**TASK BRIEF**
Rewrite every line of the records from the line containing "Task: set a pin on each instance of the asphalt" down to the line containing "point(319, 94)", increasing both the x and y coordinates of each answer point by 88. Leave the pictures out.

**DATA**
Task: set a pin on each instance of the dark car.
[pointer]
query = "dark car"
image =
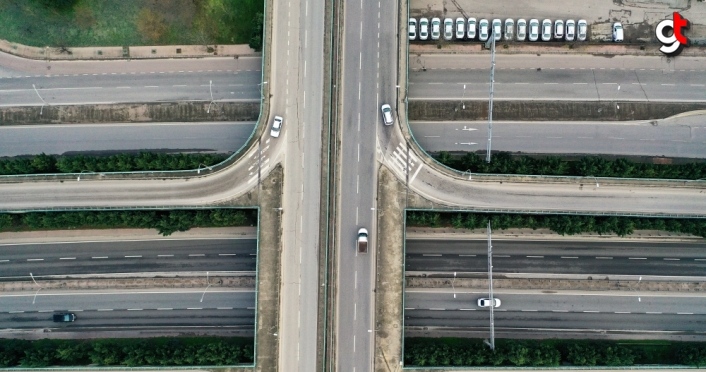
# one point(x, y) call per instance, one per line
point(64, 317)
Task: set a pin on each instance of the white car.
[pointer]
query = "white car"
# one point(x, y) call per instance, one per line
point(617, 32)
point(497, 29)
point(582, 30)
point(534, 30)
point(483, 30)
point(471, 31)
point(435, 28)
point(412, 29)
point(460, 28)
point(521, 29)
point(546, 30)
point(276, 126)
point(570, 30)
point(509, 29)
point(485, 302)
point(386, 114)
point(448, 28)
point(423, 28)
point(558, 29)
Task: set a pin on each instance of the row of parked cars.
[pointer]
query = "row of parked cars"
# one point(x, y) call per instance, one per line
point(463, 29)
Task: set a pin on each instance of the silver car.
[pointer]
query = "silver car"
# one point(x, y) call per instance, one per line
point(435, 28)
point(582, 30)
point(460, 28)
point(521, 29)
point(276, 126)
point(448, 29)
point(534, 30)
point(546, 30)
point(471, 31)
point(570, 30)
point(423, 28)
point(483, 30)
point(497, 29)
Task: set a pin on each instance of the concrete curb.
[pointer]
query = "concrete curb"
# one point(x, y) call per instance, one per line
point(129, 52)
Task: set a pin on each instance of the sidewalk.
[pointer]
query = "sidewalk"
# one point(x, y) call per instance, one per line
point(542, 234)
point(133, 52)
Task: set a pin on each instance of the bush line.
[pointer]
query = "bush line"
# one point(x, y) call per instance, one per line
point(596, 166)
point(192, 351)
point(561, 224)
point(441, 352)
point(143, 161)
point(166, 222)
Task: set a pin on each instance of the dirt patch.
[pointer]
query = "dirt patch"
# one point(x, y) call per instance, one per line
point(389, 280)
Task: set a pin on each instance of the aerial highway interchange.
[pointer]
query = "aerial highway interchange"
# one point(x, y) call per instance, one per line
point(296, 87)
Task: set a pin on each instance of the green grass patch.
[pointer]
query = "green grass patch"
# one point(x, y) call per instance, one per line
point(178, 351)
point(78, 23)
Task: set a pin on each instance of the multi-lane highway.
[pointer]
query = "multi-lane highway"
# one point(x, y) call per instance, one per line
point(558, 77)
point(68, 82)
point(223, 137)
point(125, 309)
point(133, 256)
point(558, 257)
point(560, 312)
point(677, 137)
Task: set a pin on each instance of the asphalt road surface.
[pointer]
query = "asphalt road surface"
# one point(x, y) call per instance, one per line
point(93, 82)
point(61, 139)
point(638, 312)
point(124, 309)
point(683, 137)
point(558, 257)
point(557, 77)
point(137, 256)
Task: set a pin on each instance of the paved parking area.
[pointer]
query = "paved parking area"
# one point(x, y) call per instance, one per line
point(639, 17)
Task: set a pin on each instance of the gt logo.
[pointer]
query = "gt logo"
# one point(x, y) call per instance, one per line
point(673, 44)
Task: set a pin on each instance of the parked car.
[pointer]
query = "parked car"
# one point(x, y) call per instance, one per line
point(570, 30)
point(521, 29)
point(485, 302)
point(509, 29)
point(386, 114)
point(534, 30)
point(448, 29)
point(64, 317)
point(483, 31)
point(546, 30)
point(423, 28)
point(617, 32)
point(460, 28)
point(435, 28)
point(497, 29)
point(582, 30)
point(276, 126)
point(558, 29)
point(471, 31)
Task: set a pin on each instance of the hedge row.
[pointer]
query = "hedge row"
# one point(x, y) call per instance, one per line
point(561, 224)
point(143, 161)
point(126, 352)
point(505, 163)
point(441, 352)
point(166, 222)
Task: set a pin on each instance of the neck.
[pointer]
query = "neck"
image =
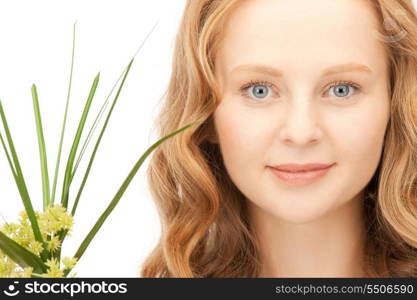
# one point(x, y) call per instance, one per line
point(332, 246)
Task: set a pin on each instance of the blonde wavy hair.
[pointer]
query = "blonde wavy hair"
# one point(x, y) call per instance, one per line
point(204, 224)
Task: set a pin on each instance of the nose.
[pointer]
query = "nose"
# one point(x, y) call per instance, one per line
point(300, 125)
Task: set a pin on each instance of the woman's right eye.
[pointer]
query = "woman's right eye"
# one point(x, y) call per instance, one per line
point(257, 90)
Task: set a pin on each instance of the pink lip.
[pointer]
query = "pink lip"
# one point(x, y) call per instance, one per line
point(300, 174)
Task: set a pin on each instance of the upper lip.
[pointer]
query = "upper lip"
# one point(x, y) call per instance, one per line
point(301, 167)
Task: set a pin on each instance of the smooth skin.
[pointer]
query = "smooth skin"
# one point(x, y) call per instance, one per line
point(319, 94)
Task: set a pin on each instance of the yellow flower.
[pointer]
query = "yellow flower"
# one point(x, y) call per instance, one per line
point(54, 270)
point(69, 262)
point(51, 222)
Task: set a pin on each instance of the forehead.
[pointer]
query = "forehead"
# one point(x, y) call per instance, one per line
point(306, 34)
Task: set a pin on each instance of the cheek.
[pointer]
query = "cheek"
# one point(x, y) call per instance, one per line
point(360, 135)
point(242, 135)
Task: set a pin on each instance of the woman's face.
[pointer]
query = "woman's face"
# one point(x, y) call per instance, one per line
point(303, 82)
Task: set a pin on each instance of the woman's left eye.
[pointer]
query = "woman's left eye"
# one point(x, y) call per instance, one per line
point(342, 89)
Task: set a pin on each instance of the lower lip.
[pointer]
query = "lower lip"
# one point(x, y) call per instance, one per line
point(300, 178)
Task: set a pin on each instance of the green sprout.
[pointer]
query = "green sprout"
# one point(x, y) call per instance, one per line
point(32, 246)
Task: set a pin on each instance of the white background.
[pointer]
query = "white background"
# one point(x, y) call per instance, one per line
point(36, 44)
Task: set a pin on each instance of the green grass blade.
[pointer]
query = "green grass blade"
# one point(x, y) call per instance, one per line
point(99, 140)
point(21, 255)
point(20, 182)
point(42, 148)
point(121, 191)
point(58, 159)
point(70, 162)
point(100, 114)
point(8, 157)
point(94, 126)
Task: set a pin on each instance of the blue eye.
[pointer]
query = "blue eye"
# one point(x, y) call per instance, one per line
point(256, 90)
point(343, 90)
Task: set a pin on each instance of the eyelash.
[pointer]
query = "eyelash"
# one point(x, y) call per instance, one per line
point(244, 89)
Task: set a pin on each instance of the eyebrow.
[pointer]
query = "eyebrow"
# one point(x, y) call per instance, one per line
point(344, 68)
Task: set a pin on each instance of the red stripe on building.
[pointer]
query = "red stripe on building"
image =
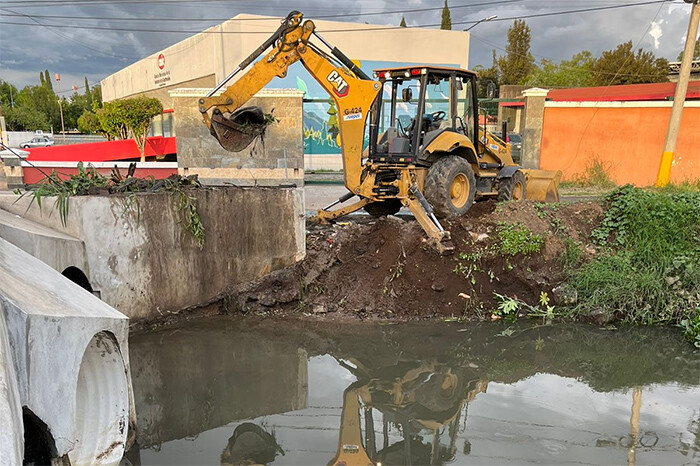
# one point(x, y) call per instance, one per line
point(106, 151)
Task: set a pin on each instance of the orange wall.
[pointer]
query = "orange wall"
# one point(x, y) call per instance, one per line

**FINISHED EXERCISE**
Task: set a pin on each instance of the asphalt road surface.
[pointer]
query = "asphalt road surface"
# one point(x, y) call per instance, one per line
point(181, 170)
point(149, 227)
point(726, 400)
point(212, 397)
point(771, 225)
point(646, 345)
point(645, 165)
point(225, 344)
Task: set a pin on each instance of the paved parking area.
[pointer]
query = "paved parking area"
# one point(x, y) call per instance, one per line
point(727, 105)
Task: set a pin on each instance of the gt logo.
[pointer]
query = "gt logo"
# one point(x, y) call per instance, one per line
point(761, 132)
Task: set a pin on each instance of the parked car.
[pointer]
query = "parked car"
# one point(x, y) call per instance, one per line
point(658, 118)
point(609, 117)
point(573, 390)
point(597, 117)
point(474, 202)
point(622, 118)
point(536, 117)
point(152, 405)
point(571, 119)
point(634, 118)
point(511, 116)
point(705, 120)
point(548, 116)
point(523, 116)
point(585, 117)
point(670, 118)
point(364, 214)
point(646, 117)
point(559, 119)
Task: set a pin on each instance of the hedge row.
[pointer]
query = "hedge row"
# one point(x, y) call per instance, one per line
point(649, 312)
point(231, 249)
point(214, 440)
point(593, 251)
point(529, 440)
point(254, 310)
Task: set a pin on each instance of the neck.
[pointer]
query = "neck"
image =
# one point(x, y) call per instance, one per line
point(420, 334)
Task: set a pin on each instance of the blonde wavy hair.
[pointer]
query = "blonde wavy hair"
# one point(x, y) call per instance, one per line
point(292, 312)
Task: set a pin on each instance of the nose.
[pointer]
query = "nose"
# one point(x, y) call per instance, one per line
point(388, 213)
Task: set a pin on each instance of the woman's right eye.
[pointer]
query = "woman's right eye"
# one point(x, y) call per instance, one per line
point(345, 178)
Task: set a pin on each instance of the pink lip.
[pointer]
query = "pink lip"
# one point(x, y) call per instance, one per line
point(388, 262)
Task: set a pin on each instance of the upper lip.
[pointer]
query = "upper lip"
# one point(x, y) call per instance, one per line
point(389, 255)
Task: set a pin on each instance of the smooth skin.
[pointer]
query = "smooth skin"
# one point(x, y) call per instance, one per line
point(407, 182)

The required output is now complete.